One Last Hug: Three Days at Grief Camp chronicles a three day summer camp for children learning to cope with the death of a loved one. With the guidance of trained professionals, grieving children as young as seven years old learn that their feelings are normal, and that by talking about them they can begin to heal. A testament to the healing power of shared sorrow, One Last Hug shows the often-unseen and particular experience of children's grief.Written by
I remember watching news coverage of the horrific Sandy Hook Elementary School shooting, which claimed the lives of twenty kindergarten-age children, and just couldn't get my mind off two things. One, most of the victims who died that day probably didn't even understand what death was or that life was even limited, and two, all the children's parents who had to face the inconceivably brutal task of opening their children's Christmas gifts just twelve days later. And for a third thought, all the parents who woke up with one or two children alive and well that morning that went to bed that night missing one or not having any.
Watching One Last Hug: Three Days at Grief Camp made me revisit those thoughts because what after seeing what the Camp Erin organization has done for kids all across the United States, I felt humbled and reassured at how children, both young and old, are getting a mental grasp on life, death, and legacy. These are complex ideas that bring about difficult emotions and what Jamie and Karen Metcalf have decided to do, upon watching their young son Erin fall victim to cancer in 1998, was create a camp that would allow for school-age children to grieve the deaths of their family members, predominately mother and father, in a large group and talk about their difficult emotions in the process. One Last Hug focuses on the Our House Grief Camp, located in Los Angeles, California.
One thing American citizens have done in recent years is make ignorance and unawareness an invalid excuse in terms of creating social groups, informing and keeping international affairs relevant (at least through the help of documentaries), emphasizing the significance of minority cultures, and more. Closeting kids from access to practical and insightful sexual education programs, grief counseling, adequate counseling in general, has gone on to be something of the past. Shielding them access has done nothing but further confuse, ostracize, and alienate, and it's about time that people have stepped up, created an organization, and allowed children commendable access to tackling their grieving issues head on.
The Our House Grief Camp is dedicated to giving children a personal experience over the course of three days, playing games, singing songs, but also, getting to the heart of grieving the loss of a loved one. Brave counselors take the task of guiding kids through personal lectures, and walking them through playground areas where colored rocks with words are hidden throughout the park, so once they are found, kids can discuss the words the rocks bear, such as "angry," "sad," and "confused" with their counselors and peers. What astonished me is how the Camp Erin organization didn't bear a Christian agenda or any agenda for that matter. The camp is what the kids make of it. If they want to get deep, personal, and intimate, they can. If they want to remain sort of a closed book, that's their choice. The organization and the counselors don't want to pry or create an uncomfortable environment, so they just allow the children to take the lead.

SET OF TASKS →
1) In the review of the grief camp documentary, where is the Our House Grief Camp located?
2) Pick up the review of the grief camp documentary after its final sentence and write the next part.

DATA UNDER STUDY →

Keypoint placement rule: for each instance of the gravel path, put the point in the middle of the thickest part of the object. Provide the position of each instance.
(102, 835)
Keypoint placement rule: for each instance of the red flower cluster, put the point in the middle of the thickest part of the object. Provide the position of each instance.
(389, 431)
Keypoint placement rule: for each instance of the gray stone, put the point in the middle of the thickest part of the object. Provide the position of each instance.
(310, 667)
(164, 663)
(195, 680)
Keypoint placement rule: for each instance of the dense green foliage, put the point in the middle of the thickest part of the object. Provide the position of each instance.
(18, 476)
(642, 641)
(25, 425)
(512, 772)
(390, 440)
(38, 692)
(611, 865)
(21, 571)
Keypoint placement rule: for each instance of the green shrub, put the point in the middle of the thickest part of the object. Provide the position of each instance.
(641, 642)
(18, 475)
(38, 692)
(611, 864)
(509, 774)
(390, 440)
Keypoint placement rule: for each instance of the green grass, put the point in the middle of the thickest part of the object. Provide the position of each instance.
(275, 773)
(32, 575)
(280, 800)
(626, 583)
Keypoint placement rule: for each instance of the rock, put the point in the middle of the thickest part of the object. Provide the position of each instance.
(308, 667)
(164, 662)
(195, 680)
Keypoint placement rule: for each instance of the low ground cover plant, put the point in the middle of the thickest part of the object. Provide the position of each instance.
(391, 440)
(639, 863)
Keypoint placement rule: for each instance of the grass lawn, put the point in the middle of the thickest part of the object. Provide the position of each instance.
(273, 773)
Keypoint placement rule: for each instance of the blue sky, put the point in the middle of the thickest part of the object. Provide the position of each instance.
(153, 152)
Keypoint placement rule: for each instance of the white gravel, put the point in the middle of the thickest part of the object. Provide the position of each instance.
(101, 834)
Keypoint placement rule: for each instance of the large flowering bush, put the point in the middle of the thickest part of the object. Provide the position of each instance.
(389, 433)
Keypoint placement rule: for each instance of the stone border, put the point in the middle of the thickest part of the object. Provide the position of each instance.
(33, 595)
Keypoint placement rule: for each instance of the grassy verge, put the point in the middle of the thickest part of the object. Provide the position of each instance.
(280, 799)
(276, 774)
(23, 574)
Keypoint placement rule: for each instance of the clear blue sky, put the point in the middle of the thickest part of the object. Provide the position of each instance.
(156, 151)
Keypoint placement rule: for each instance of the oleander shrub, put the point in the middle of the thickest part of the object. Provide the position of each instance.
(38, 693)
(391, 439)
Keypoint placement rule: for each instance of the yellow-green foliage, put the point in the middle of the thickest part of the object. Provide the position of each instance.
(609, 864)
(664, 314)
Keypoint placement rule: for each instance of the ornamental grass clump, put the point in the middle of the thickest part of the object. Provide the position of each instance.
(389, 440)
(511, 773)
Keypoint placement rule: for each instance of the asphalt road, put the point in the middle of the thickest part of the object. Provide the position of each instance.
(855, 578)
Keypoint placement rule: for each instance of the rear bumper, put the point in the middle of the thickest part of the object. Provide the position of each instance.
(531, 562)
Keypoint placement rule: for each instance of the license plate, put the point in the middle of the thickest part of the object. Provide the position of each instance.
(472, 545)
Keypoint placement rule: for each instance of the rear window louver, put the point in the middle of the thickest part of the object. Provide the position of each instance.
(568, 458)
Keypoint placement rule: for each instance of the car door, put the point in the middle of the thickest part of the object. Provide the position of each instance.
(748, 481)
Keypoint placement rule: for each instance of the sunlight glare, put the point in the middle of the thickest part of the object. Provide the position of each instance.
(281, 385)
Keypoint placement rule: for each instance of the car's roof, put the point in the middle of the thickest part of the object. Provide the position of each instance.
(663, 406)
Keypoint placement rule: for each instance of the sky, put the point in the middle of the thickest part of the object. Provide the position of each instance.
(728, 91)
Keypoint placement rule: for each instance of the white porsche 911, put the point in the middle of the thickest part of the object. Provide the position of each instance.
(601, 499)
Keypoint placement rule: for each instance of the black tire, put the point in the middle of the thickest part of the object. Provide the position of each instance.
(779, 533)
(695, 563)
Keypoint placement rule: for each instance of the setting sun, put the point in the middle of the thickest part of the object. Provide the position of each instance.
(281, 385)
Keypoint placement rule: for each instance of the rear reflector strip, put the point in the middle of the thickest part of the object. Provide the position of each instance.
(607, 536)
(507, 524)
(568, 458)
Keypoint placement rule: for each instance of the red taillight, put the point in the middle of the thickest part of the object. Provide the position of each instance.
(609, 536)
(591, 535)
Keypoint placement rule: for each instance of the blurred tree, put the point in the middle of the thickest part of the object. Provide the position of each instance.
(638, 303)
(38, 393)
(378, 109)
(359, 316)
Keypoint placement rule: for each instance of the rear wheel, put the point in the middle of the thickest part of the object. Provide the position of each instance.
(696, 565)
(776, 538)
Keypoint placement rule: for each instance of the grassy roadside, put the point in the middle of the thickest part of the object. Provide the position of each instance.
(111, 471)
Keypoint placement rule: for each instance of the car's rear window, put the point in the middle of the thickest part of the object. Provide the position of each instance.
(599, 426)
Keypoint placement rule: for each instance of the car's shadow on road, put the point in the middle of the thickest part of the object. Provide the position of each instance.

ANSWERS PROVIDED →
1) Los Angeles, California.

2)
Most of the children are kept anonymous, with occasional identities slipping out through casual conversation or counselor-announcements. One young boy talks about how when his dad would get a phone call early in the morning while he was with his son, and the call was for something that was minor, he would say, "I can't come into work now, I'm with my son." The kid's father went on to die on his birthday. Two boys and their sister discuss how their father was "king athlete dethroned by cancer" after suffering from a golf-ball-sized tumor in his chest. They watched their incredibly fit father turn into a chubbier, more dissatisfied man with a greatly deteriorating figure.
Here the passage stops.